* _MATERIAL FOR THIS EXERCISE_:
▬▬▬

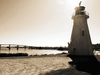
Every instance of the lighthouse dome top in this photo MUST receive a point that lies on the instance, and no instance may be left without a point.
(80, 10)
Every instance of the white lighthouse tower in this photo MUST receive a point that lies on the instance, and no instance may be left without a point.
(80, 43)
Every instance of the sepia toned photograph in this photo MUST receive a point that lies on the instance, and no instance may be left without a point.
(49, 37)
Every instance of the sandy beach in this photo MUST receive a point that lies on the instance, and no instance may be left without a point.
(37, 65)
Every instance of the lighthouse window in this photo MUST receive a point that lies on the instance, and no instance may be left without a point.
(82, 32)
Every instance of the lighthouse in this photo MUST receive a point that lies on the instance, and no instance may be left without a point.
(80, 43)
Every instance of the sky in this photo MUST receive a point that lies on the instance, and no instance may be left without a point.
(44, 22)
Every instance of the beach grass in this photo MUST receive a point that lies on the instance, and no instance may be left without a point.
(38, 65)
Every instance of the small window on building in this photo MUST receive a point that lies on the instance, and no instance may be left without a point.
(82, 32)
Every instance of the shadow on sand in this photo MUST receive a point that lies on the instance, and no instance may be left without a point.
(80, 66)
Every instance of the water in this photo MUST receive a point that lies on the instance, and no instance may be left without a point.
(31, 51)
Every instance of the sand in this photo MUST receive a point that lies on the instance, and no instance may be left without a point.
(45, 65)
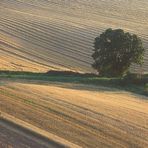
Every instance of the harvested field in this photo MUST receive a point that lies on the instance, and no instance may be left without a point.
(59, 34)
(85, 115)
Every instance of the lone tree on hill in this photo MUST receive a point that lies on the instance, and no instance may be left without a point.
(115, 50)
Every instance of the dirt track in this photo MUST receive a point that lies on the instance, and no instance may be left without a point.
(59, 34)
(88, 116)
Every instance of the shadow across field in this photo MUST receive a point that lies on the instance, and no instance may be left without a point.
(111, 84)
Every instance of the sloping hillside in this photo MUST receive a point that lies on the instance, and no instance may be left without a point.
(59, 34)
(85, 115)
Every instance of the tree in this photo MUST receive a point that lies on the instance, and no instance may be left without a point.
(114, 52)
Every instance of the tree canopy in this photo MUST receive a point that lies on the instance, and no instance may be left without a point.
(115, 50)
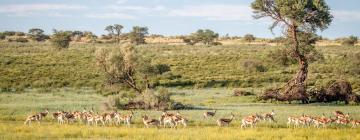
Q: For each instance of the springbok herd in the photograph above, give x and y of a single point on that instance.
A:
(172, 120)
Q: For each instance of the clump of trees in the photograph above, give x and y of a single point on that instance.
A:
(206, 37)
(125, 69)
(61, 39)
(249, 38)
(349, 41)
(37, 34)
(138, 34)
(2, 36)
(114, 31)
(300, 20)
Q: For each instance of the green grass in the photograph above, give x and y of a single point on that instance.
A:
(38, 65)
(15, 107)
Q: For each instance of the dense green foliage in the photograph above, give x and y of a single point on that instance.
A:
(137, 35)
(207, 37)
(349, 41)
(36, 65)
(249, 37)
(61, 39)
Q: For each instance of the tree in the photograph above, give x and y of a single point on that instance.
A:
(115, 31)
(124, 67)
(37, 34)
(249, 37)
(298, 18)
(137, 35)
(2, 36)
(61, 39)
(350, 41)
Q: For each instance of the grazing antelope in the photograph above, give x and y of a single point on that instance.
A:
(209, 114)
(37, 117)
(250, 120)
(268, 116)
(355, 123)
(108, 117)
(341, 115)
(224, 121)
(167, 119)
(126, 118)
(321, 121)
(98, 118)
(180, 119)
(150, 122)
(293, 120)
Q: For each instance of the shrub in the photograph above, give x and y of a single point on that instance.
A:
(335, 91)
(249, 37)
(21, 40)
(2, 36)
(349, 41)
(61, 39)
(238, 92)
(254, 66)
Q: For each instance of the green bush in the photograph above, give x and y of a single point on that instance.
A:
(349, 41)
(61, 39)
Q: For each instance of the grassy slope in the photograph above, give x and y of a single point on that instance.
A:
(15, 107)
(37, 65)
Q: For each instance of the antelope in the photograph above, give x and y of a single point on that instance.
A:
(150, 122)
(250, 120)
(98, 118)
(268, 116)
(321, 121)
(108, 117)
(60, 117)
(179, 119)
(305, 120)
(341, 115)
(126, 118)
(209, 114)
(37, 117)
(355, 123)
(167, 119)
(293, 120)
(224, 121)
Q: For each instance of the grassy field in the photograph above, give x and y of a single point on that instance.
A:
(202, 76)
(14, 107)
(38, 65)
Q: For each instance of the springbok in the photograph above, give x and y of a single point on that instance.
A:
(209, 114)
(250, 120)
(321, 121)
(126, 118)
(108, 117)
(150, 122)
(355, 123)
(268, 116)
(180, 119)
(224, 121)
(37, 117)
(167, 119)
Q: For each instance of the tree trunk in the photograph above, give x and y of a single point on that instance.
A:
(300, 77)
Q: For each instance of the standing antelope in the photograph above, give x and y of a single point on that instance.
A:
(37, 117)
(224, 121)
(108, 117)
(355, 123)
(209, 114)
(126, 118)
(268, 116)
(150, 122)
(167, 119)
(250, 120)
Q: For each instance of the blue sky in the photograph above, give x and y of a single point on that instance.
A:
(167, 17)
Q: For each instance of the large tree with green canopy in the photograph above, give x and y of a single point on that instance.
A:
(298, 19)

▬▬▬

Return the listing above in an exact copy that leaves out the images.

* _SOLUTION FOR THIS TASK_:
Every instance of the lighthouse dome top in this photo MUST receive a point that lies on the instance, and no instance may be left without a point.
(80, 10)
Every instance of the white lighthouse tower in this photo MUST receive a point that lies on the instance, and no instance may be left without a point.
(80, 43)
Every instance of the sepia toned photograph in this photo MUST receive a point that lies on the instance, and no instance may be left without a point.
(49, 37)
Every instance of the sandy beach in this photo MUST receive a point that lies on the instance, and no instance may be left without a point.
(37, 65)
Every instance of the lighthouse window in this photo MUST receive a point that lies on the instance, and no instance may be left without a point.
(82, 32)
Every instance of the lighthouse in this photo MUST receive a point that lies on the instance, and no instance may be left without a point.
(80, 43)
Every instance of the sky in this photo MUST receive a point that lies on the instance, and no instance may be left without a point.
(44, 22)
Every instance of the beach grass in this photo MUST receive a point that lies on the instance, and no instance may be left without a point.
(38, 65)
Every instance of the small window on building in this photo MUST receive a point that lies on the instance, and no instance may be left without a point.
(82, 32)
Every instance of the shadow on sand in this photo MUST receive a point that lies on the instance, and no instance may be left without a point.
(80, 66)
Every instance of the water in this photo MUST receive a point that lies on the instance, and no instance may be left without a point.
(31, 51)
Every instance of the sand in this photo MUST receive a point that lies on the instance, and no instance may be left without a point.
(45, 65)
Every instance of the harvested field in this photo MUST receive a point that lies on the instance, and no instance may be left without a point.
(59, 34)
(85, 115)
Every instance of the lone tree on hill in this photo MUST receive a point that lies on the instance, and no instance may be left without a point.
(115, 50)
Every instance of the dirt track in this photo MUST receive a point that lies on the instance, and no instance may be left without a point.
(59, 34)
(88, 116)
Every instance of the shadow across field in this photo MUST receive a point that lies on the instance, and no instance may be left without a point.
(111, 84)
Every instance of the sloping hillside in this photo MUST receive a point that lies on the instance, and no instance may be left without a point.
(59, 34)
(85, 115)
Every instance of the tree in this photo MUST receive a point that lies on the instance, and no instance may be left without a point.
(114, 52)
Every instance of the tree canopy in this photo MUST receive a point that lies on the instance, and no instance may be left without a point.
(115, 50)
Q: For each instance of the springbok herd in the photograph above, give x and y of a single point on that instance.
A:
(172, 120)
Q: For each instance of the clump of trees in the photograph above, give x and y of a single point on that instance.
A:
(206, 37)
(125, 69)
(61, 39)
(249, 38)
(349, 41)
(37, 34)
(138, 34)
(2, 36)
(114, 31)
(300, 20)
Q: For each instance of the green grass in the photograph above, give x and y of a single point on that instance.
A:
(38, 65)
(15, 107)
Q: For each instance of the dense green foliage in the photograph above, give x and y of a single point on that instance.
A:
(137, 35)
(207, 37)
(349, 41)
(36, 65)
(249, 37)
(61, 39)
Q: For each instance of the tree in the photograph above, give x and y of a single point on that instance.
A:
(115, 31)
(124, 67)
(37, 34)
(249, 37)
(298, 18)
(137, 35)
(2, 36)
(61, 39)
(350, 41)
Q: For each instance of the grazing antelope in the photograph above, give x and y of a single point on that instance.
A:
(209, 114)
(37, 117)
(250, 120)
(268, 116)
(355, 123)
(108, 117)
(341, 115)
(224, 121)
(167, 119)
(126, 118)
(321, 121)
(98, 118)
(180, 119)
(150, 122)
(293, 120)
Q: For each instance of the shrub in the photograph above, give x and y of a single point on that instance.
A:
(335, 91)
(249, 37)
(21, 40)
(2, 36)
(349, 41)
(61, 39)
(238, 92)
(254, 66)
Q: For each instance of the green bush in the photograph above, give x and y of a single point on that instance.
A:
(349, 41)
(61, 39)
Q: For each instance of the grassy slope in the photograph above, give x and y of a single point on that instance.
A:
(15, 107)
(37, 65)
Q: For each instance of the antelope in the photograph above, give x and y of a single point on that instance.
A:
(150, 122)
(250, 120)
(98, 118)
(268, 116)
(321, 121)
(108, 117)
(60, 117)
(179, 119)
(305, 120)
(341, 115)
(126, 118)
(209, 114)
(37, 117)
(355, 123)
(167, 119)
(293, 120)
(224, 121)
Q: For each instance of the grassy field in the photograph above, give x and y of a single point on that instance.
A:
(202, 76)
(14, 107)
(38, 65)
Q: For each instance of the springbok in the photograph above, give x and y of a single point on that instance.
A:
(209, 114)
(250, 120)
(321, 121)
(126, 118)
(108, 117)
(150, 122)
(355, 123)
(268, 116)
(180, 119)
(224, 121)
(37, 117)
(167, 119)
Q: For each instance of the tree trunk in the photograph above, give x and y of a single point on that instance.
A:
(300, 77)
Q: For each instance of the standing antelope in the photograph above, give x and y of a single point on that instance.
A:
(37, 117)
(224, 121)
(108, 117)
(355, 123)
(209, 114)
(126, 118)
(268, 116)
(150, 122)
(167, 119)
(250, 120)
Q: For each instance of the blue sky in the photograph above, give x and y of a single point on that instance.
A:
(167, 17)
Q: For each instance of the large tree with green canopy in the photograph above, give x and y of a single point on that instance.
A:
(298, 19)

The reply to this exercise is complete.